— SOURCE DOCUMENT —
□ □ □ □ □

The epic sweep of Citrus inspires awe by means of different dynamic emphasis. The details aren’t just subtle changes in a lake of noise; they’re now lulls and crashes of guitar waves, occasional crackles of lightning, peals of thunder, a spray of feedback. The subtlety of Loveless can also be its greatest handicap; viscerally, one needs more than meditative movement to be really roused. So in Citrus, sometimes those six-strings absolutely annihilate, some times they snake, sometimes they just drop out completely. But essentially they’re simply tremendous in their variations not only of texture, but of rhythm, of pace, and of density. In particular, the outstanding development, guitar-wise and band-wise, of those last three areas is particularly invaluable to the greater strength of Citrus. Layman’s terms: this stuff doesn’t bleed.

Plus: bass work is once again valuable. Plus: Yuki can fucking sing. Corollary plus: the melodies are at the fore. Sum package: an album balanced in instrumental emphasis, steeped in ethereal singing and tangible substance, and epic in sonic stature.

It opens slowly, innocuously, even, with a brief seventeen second prelude of ambience leading into a fairly traditional opening verse in “Strawberries.” The band quickly pick up the pace, feeding distortion into the methodical 4/4 movements before making a quick transition into a feedback-drenched coda in 8/4 time. From then on the group methodically increase and lessen the intensity of their melodic pushes. “New Years” takes the rug right out from under its guitars and drums to let Yuki toss in some unintelligible and beautiful phrases before resuming with kickdrum and a bass lead.

But it’s after the efficient crash of “New Years,” that Citrus hits full breathtaking stride. “Thursday,” the first of two astounding centerpieces, cycles through a blooming range of guitar textures and techniques, its drumming progressively emphasizing cymbal splashes as it leads the track to its cathartic exclamation point. “Strings” takes the tempo down as contemplation intercedes in the midst of anthemic surges. “Pink Cloud Tracing Paper” (one of only a couple tracks here that may initially smack of throwback) revs into a sustained drum fill that unexpectedly subsides into a meditative verse which will then stomp into a synth-led conclusion.

□ □ □ □ □

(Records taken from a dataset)
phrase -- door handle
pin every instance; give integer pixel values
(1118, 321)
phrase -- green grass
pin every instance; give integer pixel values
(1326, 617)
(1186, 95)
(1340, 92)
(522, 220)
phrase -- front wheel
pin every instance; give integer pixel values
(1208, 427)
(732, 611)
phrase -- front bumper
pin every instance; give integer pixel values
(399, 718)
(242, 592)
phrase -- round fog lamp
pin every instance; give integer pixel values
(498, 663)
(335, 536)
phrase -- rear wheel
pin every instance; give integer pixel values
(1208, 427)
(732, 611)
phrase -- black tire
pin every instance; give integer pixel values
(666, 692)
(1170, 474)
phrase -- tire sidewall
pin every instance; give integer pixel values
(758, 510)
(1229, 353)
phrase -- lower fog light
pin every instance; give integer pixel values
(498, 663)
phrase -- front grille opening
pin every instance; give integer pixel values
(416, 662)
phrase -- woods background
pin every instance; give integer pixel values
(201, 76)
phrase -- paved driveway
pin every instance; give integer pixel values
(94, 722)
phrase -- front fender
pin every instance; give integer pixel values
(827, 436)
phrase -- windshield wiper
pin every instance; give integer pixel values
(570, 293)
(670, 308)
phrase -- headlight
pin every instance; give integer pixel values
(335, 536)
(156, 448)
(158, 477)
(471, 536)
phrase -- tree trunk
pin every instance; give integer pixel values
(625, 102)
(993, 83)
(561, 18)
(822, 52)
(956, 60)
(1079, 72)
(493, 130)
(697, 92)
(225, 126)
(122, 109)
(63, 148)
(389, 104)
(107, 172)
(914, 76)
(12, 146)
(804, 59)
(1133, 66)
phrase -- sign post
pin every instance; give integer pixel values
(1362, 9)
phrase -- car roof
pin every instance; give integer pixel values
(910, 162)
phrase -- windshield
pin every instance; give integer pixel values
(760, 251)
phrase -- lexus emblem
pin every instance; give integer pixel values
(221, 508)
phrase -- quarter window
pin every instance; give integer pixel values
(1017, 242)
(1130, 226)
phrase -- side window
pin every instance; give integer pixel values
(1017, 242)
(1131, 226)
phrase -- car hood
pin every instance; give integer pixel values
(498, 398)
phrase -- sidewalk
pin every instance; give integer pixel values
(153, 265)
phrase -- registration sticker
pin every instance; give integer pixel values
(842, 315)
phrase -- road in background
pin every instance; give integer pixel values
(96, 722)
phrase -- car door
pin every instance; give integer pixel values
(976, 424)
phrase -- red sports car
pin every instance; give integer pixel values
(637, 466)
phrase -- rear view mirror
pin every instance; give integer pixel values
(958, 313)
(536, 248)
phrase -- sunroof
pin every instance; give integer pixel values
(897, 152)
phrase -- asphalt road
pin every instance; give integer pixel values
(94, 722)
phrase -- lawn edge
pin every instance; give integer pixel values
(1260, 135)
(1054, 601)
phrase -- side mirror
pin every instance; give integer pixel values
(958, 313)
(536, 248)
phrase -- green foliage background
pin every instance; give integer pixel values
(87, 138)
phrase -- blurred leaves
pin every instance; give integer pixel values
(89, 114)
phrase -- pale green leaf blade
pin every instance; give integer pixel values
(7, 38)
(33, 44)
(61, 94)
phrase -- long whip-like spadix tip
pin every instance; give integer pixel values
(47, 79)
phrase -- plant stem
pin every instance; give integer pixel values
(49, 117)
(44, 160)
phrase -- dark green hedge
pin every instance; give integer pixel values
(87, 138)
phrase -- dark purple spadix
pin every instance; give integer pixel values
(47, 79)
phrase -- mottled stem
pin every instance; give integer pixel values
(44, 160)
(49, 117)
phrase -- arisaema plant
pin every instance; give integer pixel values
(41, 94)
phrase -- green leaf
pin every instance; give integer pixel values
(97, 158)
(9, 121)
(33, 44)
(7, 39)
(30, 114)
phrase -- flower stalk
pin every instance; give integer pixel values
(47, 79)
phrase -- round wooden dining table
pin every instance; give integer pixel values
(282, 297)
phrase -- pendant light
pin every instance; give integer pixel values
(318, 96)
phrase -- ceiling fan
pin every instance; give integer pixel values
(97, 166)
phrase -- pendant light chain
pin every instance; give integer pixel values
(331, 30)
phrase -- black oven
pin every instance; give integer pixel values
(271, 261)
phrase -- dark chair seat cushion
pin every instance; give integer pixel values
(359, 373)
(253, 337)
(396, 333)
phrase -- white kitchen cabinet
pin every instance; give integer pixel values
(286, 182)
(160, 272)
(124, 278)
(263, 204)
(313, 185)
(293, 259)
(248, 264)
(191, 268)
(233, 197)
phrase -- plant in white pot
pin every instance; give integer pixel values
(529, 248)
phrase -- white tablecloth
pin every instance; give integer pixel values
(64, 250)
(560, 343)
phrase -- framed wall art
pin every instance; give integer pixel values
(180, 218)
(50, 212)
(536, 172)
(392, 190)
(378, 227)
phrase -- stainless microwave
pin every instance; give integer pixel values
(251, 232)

□ □ □ □ □

— WHAT IS REQUIRED —
Continue the review of the album Citrus from where it stops. These records have no connection to the review of the album Citrus.

— TASK RESPONSE —
Then the album’s near-impregnable second half begins. “Red Sea,” writhing in, well, a sea of ascendant guitars, rippling on a prog rhythm, is easily one of the best tracks shoegaze has had to offer in years, stringing together sections that focus alternately on clean melodic progressions, serene atmosphere, and obliterating overdrive without showing a single seam. After its extended thunderstorm of endlessly chorded guitars, the band delivers gold over and over again, exercising a range of compositional skill –importing ‘80s melodramatic pop, ‘90s grunge, and current-decade influences with ease – that absolutely trounces their debut, and any single shoegaze act of the last two years. Tracks spend perfectly measured sets of bars on individual movements before quickly developing new ideas and then assuredly rounding them out. Guitar techniques shift and meld without disjoint or awkwardness. Pace intensifies, subsides, intensifies again. You can pump your fist, or you can sink into your sheets and lose time as the album wills.

I hate mentioning flaws in an album like this precisely because they tend to be of the “this has been done before” cast. So I’ll leave them at, “It’s shoegaze.” But it’s difficult to emphasize precisely how modern and revived this shoegaze is. In terms of its brilliant production, cohesive personality, and compositional ambition, Citrus is a singular vision, the dedication to which is only emphasized by everything from the album’s careful sequencing to its passion to its outrageously good packaging.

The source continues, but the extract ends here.